- [Written request]:
Write out the listing below in full and exactly, leaving out every picture.

- [Extracted material]:
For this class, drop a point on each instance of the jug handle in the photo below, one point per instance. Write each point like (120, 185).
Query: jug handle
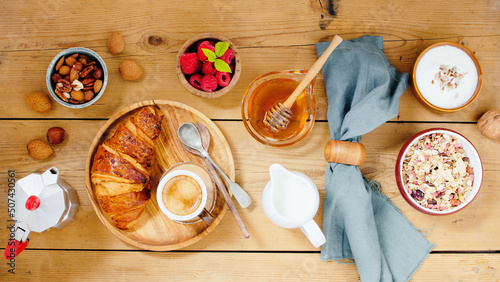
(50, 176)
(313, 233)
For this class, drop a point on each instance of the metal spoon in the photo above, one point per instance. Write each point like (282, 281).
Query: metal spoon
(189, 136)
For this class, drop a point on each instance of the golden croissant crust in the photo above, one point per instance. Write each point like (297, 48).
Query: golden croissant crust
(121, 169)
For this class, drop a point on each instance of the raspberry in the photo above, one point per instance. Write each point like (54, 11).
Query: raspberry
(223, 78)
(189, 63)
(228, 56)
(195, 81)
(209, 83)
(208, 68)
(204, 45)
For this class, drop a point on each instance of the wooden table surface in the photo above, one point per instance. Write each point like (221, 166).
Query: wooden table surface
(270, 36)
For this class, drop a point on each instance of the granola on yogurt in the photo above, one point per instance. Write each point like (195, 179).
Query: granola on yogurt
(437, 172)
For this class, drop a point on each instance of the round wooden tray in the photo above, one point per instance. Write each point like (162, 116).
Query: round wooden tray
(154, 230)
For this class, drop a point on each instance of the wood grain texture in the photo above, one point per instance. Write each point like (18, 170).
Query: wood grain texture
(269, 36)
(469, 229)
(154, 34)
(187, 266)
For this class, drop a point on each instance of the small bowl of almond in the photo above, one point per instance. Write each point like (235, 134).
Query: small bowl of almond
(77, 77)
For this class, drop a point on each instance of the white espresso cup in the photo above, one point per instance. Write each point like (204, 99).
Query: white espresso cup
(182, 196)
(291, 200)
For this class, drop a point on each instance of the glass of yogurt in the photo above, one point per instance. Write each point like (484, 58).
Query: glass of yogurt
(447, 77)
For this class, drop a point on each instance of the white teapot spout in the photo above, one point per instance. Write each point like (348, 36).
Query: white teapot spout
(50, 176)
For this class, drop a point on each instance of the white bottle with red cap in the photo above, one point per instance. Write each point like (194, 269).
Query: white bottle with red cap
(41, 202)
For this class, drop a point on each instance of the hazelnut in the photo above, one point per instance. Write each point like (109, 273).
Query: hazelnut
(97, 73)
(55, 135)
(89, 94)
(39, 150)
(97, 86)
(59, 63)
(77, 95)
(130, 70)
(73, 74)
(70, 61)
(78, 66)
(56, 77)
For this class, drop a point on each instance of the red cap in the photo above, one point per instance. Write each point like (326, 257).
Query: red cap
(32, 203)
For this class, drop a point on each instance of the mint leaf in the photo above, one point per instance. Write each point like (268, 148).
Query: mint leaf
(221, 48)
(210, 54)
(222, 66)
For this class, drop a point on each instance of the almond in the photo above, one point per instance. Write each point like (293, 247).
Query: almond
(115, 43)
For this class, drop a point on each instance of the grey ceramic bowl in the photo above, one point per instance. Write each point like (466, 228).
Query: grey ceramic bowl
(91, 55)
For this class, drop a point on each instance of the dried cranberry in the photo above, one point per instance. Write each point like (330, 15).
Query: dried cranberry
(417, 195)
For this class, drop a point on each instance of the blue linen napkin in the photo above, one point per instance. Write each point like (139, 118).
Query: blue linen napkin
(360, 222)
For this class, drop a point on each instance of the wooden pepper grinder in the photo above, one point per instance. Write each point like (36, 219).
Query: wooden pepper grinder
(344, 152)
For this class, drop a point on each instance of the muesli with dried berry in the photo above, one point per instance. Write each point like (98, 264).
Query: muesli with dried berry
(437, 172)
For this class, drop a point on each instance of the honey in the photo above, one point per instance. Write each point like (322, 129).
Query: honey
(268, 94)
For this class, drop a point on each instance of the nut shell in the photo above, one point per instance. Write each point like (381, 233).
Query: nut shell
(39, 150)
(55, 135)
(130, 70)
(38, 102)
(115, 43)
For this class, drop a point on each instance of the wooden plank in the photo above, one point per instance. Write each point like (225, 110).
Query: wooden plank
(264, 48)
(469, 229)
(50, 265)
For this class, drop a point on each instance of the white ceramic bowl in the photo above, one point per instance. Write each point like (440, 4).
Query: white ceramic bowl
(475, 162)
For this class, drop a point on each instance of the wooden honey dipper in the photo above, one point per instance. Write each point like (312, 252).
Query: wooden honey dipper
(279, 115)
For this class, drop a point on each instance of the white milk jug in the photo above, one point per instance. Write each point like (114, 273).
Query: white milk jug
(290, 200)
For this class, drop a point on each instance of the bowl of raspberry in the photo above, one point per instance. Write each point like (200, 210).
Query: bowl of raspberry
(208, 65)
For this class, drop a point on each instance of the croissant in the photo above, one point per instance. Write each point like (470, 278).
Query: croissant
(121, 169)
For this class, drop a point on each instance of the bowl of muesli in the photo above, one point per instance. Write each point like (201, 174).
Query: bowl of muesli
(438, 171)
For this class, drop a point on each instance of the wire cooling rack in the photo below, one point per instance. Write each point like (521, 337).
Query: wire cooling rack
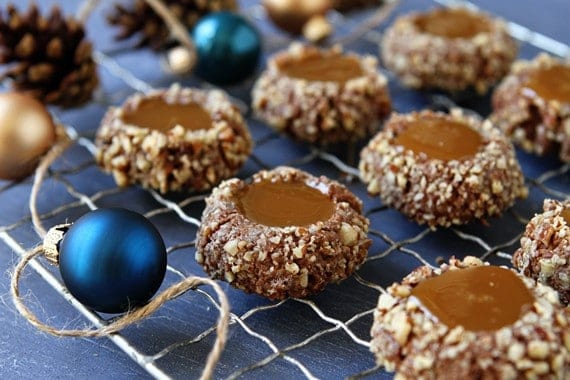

- [Solution to the problem]:
For this class, drop a point on each instance of the jug handle in the photo below, one point per instance. Write each point like (120, 185).
Query: jug handle
(50, 176)
(313, 233)
For this class, drop a point on each instance of the metal spoon in the photo above, one point per instance. Write each point like (282, 281).
Query: metal spoon
(189, 136)
For this class, drop a point on each instance of the golden croissant crust in the photo above, one point per instance. Write each point like (297, 48).
Query: golden croissant crust
(121, 169)
For this class, drop a point on each instance of the raspberry in the photo above, one point per instance. Write each point like (54, 11).
Query: raspberry
(223, 78)
(189, 63)
(228, 56)
(195, 81)
(209, 83)
(208, 68)
(204, 45)
For this class, drop a point on each instance of the wooden table surface in the photo above, one point per instance. Write each point like (221, 166).
Query: wooden table surface
(270, 36)
For this class, drop a point on each instance of the granola on yogurt in the photo above, one point per instance. Write each point like (195, 179).
Query: granola on yogurt
(437, 172)
For this class, drop a point on each instance of the round wooden tray in the photo above, one point per instance. Write each point like (162, 116).
Query: round wooden tray
(154, 230)
For this class, drop a point on each instance of the wood grain texture in the photo above, one point per instance. Write each point like (18, 170).
Query: wood grain texture
(269, 36)
(469, 229)
(154, 34)
(187, 266)
For this class, drop a point on each instance of the small bowl of almond in the photo above, one point per instance. Write each point like (235, 134).
Query: small bowl of almond
(77, 77)
For this class, drop a point on each instance of the white espresso cup in the photo above, one point per instance. Write each point like (204, 99).
Query: white espresso cup
(182, 196)
(291, 200)
For this class, drop a point on each instance of the glass of yogurt in the photo above, one point per instance. Write each point like (484, 58).
Query: glass of yogurt
(447, 77)
For this class, drop a point on each instance of the white teapot spout in the photo above, one point per instance. Write each point like (348, 36).
Query: white teapot spout
(50, 176)
For this class, drop a point on each instance of the white bottle with red cap in the photo above, one point per instance. Write each point like (194, 269).
Query: white bottle with red cap
(41, 202)
For this class, drop a point on each instance of the hazelnut in the photo above, one point per instance. Write each point like (109, 273).
Query: hazelnut
(97, 73)
(55, 135)
(89, 94)
(39, 150)
(97, 86)
(59, 63)
(77, 95)
(130, 70)
(73, 74)
(70, 61)
(78, 66)
(56, 77)
For this class, drop a point on each instance of the red cap in the photo above, one point per instance. Write each point like (326, 257).
Query: red cap
(32, 203)
For this class, drop a point on each instance of the mint leaf in the photo above, one point per instance. Write each point like (268, 148).
Query: mint leaf
(221, 48)
(210, 54)
(222, 66)
For this class, drop a point on each instance of the almond in the photo above, one point per instance. Write each point like (293, 247).
Query: almond
(115, 43)
For this class, drop a point on each instance of the grey ceramic bowl in the photo above, one point per instance. Write each point like (466, 228).
Query: grey ceramic bowl
(91, 55)
For this class, drop a point on each instance of the dried cranberry in the photo above, one point per instance. Write each point like (330, 15).
Query: dried cranberry
(417, 195)
For this class, drop a point on each instance of the blue linen napkin in the photo above, one point per instance. Write each point like (139, 118).
Query: blue linen napkin
(360, 222)
For this class, drop a point on each instance of the wooden pepper grinder in the photo above, one point per instance. Write each point like (36, 219).
Query: wooden pepper grinder
(344, 152)
For this class, drop a point on each instance of the muesli with dried berry in the photo above, one point per instance. Write each point like (98, 264).
Query: muesli with dried berry
(437, 172)
For this class, drop a point on each instance of the honey in the photo above, one point per instance. Write each point like (322, 129).
Query: honey
(268, 94)
For this class, drop a point on each instance of the nut shell in the photo above, one point per instance. Write each point like (381, 233).
Query: nut shell
(39, 150)
(55, 135)
(130, 70)
(38, 102)
(115, 43)
For this class, drop a point on each instance of the wooden plank in the photo above, one point per instance. Write each point like (225, 110).
Query: wooden plank
(264, 48)
(469, 229)
(50, 265)
For this class, drop a point on each instance of the white ceramic bowl in the photo above, one point per instance. Write each point like (440, 4).
Query: white ceramic bowl
(475, 162)
For this class, drop a point on each instance of the wooden honey dipper in the photo above, one point per instance. Write each point like (312, 252).
Query: wooden honey dipper
(279, 115)
For this class, drop a point on each instance of the white milk jug in the photo above, one point per instance. Write each point like (114, 273).
Query: white milk jug
(290, 200)
For this class, drop a point on each instance of the bowl of raspberry in the photo above, one point per instance. Write each point like (200, 210).
Query: bowl of raspberry
(208, 65)
For this class, drop a point on each instance of the croissant in the photo above, one point per instance. Write each point like (470, 278).
Query: croissant
(121, 169)
For this class, drop a point on each instance of the bowl of muesli in the photo above, one point per instance. Write each point like (201, 174).
Query: bowl of muesli
(438, 171)
For this class, drop a point on each instance of the wire cooling rack in the photo below, one point per instance. Write each point like (521, 337).
Query: wire cooling rack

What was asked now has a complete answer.